I am a 46-year-old housewife and mother, and I use weed every night.
Queue the judgment.
I don’t care what anyone thinks. My husband doesn’t care. When my son is old enough, he won’t care, because it saved our family. When I’m feeling dramatic, as I often am, I may even say it saved my life. At minimum it has improved the quality of it.
I am a Highly Sensitive Person with anxiety, alcoholism and a touch of Post-Traumatic Stress Disorder. Or maybe misaligned chakras, a need for a rebirthing experience, and/or equine therapy, depending upon which of the multitude of therapists I’ve gone to over the years you talk to.
The sensitivity and anxiety are just the way I’m wired; the alcoholism used to be binge eating and self harm and the PTSD came from, well, life. I won’t bore you with the details. No, I’m lying. It wouldn’t bore you.
Being a Highly Sensitive Person does not mean I am easily offended or upset. It means that my senses are acute and my reactions to the things I take in through them are very strong. Basically, the same information you are gathering through your eyes, ears, nose, skin and mouth, I am as well, but a lot of those things make me want to scream and break things. Tree bark, the sound of someone else’s bass vibrating, dogs, olives, the underside of a starfish, patchouli, pilling fabric; the reaction I have to these things is visceral, filling my whole body with an unpleasantness ranging from discomfort to rage and panic.
There are words that make me gag and shudder. Rivulets. It just sounds gross.
I don’t like my food to touch but when I go to a restaurant, I don’t want to ask that they not stack it because I know presentation is very important and I’m afraid the chef will be mad at me. So I order and just hope that’s not how it comes.
It takes a lot of energy to fight this constant assault to my senses and an equal, if not greater, amount to hide it.
Queue the anxiety.
I spent an inordinate amount of time up through my thirties or so caring about what other people think. My opinion of myself hinged on their opinion of me, which requires a lot of spin control. I learned to smile a lot. Joke. Please people. Do for them. Be good at everything and make sure everything I am not good at happens behind closed doors.
You need to copy my homework? Sure! Can you maybe not make fun of me in gym class though? No? Well…okay.
You need me to write procedures for our department, even though it isn’t in my job description and I won’t be compensated for it? Okay.
No! Don’t touch that laundry, I’ll do it. And the shopping and the cleaning and the bills and the cooking and the dishes and the phone calls to the insurance company and, oh, I’m sorry, I forgot to make your doctor’s appointment but I will as soon as they open tomorrow.
There’s a lot of work involved in earning kindness and respect that you don’t feel entitled to and even more to make it appear effortless.
There are the everyday worries too. When I’m going somewhere unfamiliar, I read and reread the route multiple times and battle the shakes as I approach because is there parking?

__TASK 1__:
Please list the things the essay names, in the sentence beginning "Tree bark," as provoking a visceral reaction.
__TASK 2__:
Render this sentence from the essay in Spanish: "It takes a lot of energy to fight this constant assault to my senses and an equal, if not greater, amount to hide it."
__TASK 3__:
Carry the essay forward from its final sentence, keeping its voice.
The items after the essay aren't needed here.

[Dataset entries]
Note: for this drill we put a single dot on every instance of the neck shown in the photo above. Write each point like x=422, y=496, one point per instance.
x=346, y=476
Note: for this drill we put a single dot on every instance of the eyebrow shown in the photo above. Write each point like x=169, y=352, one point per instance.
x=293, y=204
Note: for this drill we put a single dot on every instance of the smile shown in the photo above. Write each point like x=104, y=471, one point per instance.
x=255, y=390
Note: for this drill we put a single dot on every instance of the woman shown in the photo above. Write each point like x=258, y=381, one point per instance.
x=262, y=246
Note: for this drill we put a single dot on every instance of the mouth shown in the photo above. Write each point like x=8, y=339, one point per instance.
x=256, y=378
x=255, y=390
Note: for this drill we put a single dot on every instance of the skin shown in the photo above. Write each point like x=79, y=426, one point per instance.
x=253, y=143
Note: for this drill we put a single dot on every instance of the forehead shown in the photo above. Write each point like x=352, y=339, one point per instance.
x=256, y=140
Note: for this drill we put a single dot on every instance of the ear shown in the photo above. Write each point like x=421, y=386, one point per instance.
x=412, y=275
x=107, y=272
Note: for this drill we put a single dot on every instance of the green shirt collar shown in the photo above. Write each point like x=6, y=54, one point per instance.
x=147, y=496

...

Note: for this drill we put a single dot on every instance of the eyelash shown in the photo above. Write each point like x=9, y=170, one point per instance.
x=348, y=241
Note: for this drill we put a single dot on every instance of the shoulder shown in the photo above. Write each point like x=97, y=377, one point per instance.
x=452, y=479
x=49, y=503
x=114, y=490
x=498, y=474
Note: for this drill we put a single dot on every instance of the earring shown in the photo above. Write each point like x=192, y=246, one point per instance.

---

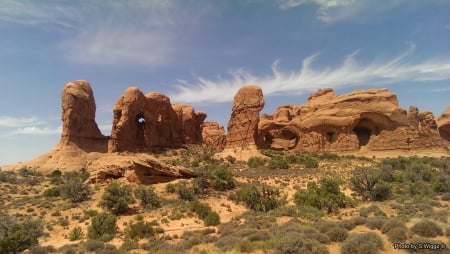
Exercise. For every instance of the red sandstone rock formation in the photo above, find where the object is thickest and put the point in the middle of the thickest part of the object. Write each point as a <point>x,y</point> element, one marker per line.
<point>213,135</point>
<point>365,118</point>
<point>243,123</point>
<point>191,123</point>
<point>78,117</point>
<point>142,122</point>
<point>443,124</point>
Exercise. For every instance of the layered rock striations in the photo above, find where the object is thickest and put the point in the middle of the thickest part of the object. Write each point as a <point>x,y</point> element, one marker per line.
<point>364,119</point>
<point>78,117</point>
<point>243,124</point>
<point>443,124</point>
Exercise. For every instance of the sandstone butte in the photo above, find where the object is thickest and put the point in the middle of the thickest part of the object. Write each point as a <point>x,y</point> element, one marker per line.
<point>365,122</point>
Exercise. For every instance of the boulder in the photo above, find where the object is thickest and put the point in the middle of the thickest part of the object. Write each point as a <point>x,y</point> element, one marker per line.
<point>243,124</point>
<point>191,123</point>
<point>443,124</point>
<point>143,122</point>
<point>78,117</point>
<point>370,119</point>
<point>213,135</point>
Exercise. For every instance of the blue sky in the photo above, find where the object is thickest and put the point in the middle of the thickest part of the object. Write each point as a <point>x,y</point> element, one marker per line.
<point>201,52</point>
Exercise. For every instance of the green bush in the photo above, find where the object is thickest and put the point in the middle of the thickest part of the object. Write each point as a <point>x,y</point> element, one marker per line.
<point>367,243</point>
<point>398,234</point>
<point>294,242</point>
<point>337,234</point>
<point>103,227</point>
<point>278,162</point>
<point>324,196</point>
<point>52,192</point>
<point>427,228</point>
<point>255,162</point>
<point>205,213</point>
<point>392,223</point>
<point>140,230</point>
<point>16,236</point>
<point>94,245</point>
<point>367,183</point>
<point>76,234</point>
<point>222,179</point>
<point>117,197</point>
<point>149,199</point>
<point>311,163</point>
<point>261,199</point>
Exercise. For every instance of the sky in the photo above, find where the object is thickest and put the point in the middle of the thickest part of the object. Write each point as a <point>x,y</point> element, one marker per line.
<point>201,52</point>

__EXERCISE RESULT 1__:
- Tree bark
- The sound of someone else's bass vibrating
- Dogs
- Olives
- The underside of a starfish
- Patchouli
- Pilling fabric

__EXERCISE RESULT 2__:
Se necesita mucha energía para combatir este asalto constante a mis sentidos y una cantidad igual, si no mayor, para ocultarlo.

__EXERCISE RESULT 3__:
There are things that need to be filed. Alphabetically and by category.
Social gatherings require me to wake early, make sure the house is spotless and prepare food that can be taken out and served in shifts, because if everyone comes there will be the right amount but if a few people don’t show up it will look sad and pathetic having all that extra food.
It’s not a mere zit, it’s leprosy.
What is the root cause of all of this dog paddling? Nature or nurture? I don’t know. At my first birthday party I reportedly got frosting on myself while clapping, freaked out and had a panic attack because I had something on my hand and I’m pretty sure even my family can’t have screwed me up that badly in that short amount of time.
I grew up surrounded by bad relationships, divorces, mental illness and addiction. I don’t usually bring that up in conversation as I am afraid people will assume the same of me but it seems silly to be coy at this point.
I was bullied a lot as a kid. I got sad. Then I got fat. Epically fat. Along came the requisite abandonment and self loathing issues. I met abusive men. When I lost some weight and met and married a genuinely wonderful guy, I tried so hard to prove myself that I wouldn’t let him be a husband and I screwed it up. The eating and the self hatred and anxiety attacks escalated to the point that I decided if I couldn’t put the fork down of my own volition, someone was going to have to take it from me, and I had gastric bypass surgery. I hated myself for it.
On the upside, I was permanently thinner and at liberty to pursue more bad relationships.
Queue the alcoholism and PTSD.
I started drinking and doing drugs heavily. Very heavily. I didn’t have food anymore to binge on–I physically couldn’t–and I refused to get fat again. Drunk, high and fucking around was cool with me though, and I partied a lot. A whole lot. That woman who was pulled up on stage to sing with the band? That was me. The one who got everyone in the place up dancing on the bar? Me. The one who kicked out the windshield of that BMW with the heel of her boot while her boyfriend-for-the-night struggled to pull her off the hood? Also me.
As a wife and mother, I am supposed to say I regret all of that, but I don’t.
“Would you do it all over again?” is not a fair question. To ask that is to say that everything bad occurs because of our own actions and that’s not always true. The good times and the bad are not inexorably linked. So, would I do it all over again? Well, if you went to an incredible party on a private jet with amazing people and the plane crashed, that doesn’t mean the party wasn’t awesome. So, yes, I’d do it again. But with fewer casualties.
Sorry, I digress. I sometimes wax philosophical when I’m stoned.
Anyway, I had some great times I still smile about and some other times that were rather damaging.
Then I met my husband and all of that stopped, except the drinking.
We got married. We had a beautiful baby, now a beautiful little boy, and I stopped drinking too. I was a stay-at-home mom with a nice house and a good, kind man. I made dinners and lunches and forts and pumpkin bread and kept the house as clean and organized as humanly possible and took my son to Mommy and Me classes as everyone I knew gushed.
You’re so lucky!
I knew I was lucky, and I love my son passionately. What I wasn’t was okay. I was white knuckling it for him. As it turned out, without some kind of boost, that cigarette, that next bite of food, that dirty marathon fuck, pill, snort, drink or any of the other things I could no longer have, without something to kick start the feel good part of my brain, I couldn’t feel right, adding crushing guilt to of all the worries of life and raising a child, because how dare I feel this way when I have a house with a pool?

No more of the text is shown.